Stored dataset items
************
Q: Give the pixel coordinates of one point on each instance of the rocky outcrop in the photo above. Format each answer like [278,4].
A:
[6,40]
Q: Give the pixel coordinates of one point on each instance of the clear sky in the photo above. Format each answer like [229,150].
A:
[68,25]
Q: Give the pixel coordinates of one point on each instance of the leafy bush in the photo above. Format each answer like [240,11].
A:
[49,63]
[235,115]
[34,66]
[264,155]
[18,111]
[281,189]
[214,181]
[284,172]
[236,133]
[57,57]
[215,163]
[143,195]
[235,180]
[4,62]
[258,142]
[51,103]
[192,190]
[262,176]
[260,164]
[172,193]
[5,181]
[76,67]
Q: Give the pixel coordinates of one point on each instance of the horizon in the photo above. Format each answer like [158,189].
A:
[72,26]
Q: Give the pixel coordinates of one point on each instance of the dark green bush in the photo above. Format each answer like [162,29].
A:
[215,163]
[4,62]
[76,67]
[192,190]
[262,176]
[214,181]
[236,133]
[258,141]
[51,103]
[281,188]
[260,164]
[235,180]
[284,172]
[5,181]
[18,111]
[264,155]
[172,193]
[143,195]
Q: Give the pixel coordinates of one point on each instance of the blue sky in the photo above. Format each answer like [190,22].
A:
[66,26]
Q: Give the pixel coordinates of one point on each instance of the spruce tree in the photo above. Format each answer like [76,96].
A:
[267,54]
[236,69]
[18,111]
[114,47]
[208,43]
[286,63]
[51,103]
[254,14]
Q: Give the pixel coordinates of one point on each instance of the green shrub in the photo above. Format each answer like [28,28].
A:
************
> EXERCISE DETAILS:
Could you return all of the lines above without changing a single character?

> THE REPLY:
Q: Give the pixel coordinates of one point on each instance of the rocky outcrop in the photo above. Format each answer like [278,4].
A:
[6,40]
Q: Give the pixel coordinates of one point on each instance of the clear sky in the photo above. Format each answer like [229,150].
A:
[68,25]
Q: Give the pixel coordinates of one point on each instance of the leafy bush in the photo above. Format each answer like [240,11].
A:
[49,63]
[235,115]
[34,66]
[264,155]
[18,111]
[281,189]
[214,181]
[284,172]
[236,133]
[57,57]
[215,163]
[143,195]
[235,180]
[4,62]
[258,142]
[51,103]
[192,190]
[262,176]
[260,164]
[172,193]
[5,181]
[76,67]
Q: Give the pixel coordinates of one point on each instance of the horizon in the photo above. Format each answer like [158,189].
A:
[72,26]
Q: Give the pixel coordinates of one point on each instance of the dark green bush in the photo above. Format each answer like [162,29].
A:
[215,163]
[4,62]
[76,67]
[192,190]
[262,176]
[214,181]
[236,133]
[258,141]
[51,103]
[281,188]
[260,164]
[235,180]
[284,172]
[5,181]
[18,111]
[264,155]
[172,193]
[143,195]
Q: Give the pixel coordinates of one point on each instance of the blue sky in the photo above. Format each answer like [190,22].
A:
[66,26]
Q: Give the pixel coordinates of one point on each instance of the spruce tree in the photo above. Format each answer like [76,96].
A:
[267,54]
[236,69]
[18,111]
[114,47]
[208,43]
[286,63]
[51,103]
[254,14]
Q: Give the pixel coordinates of one point on each instance of the green shrub in the photo above. Format each answer like [28,28].
A:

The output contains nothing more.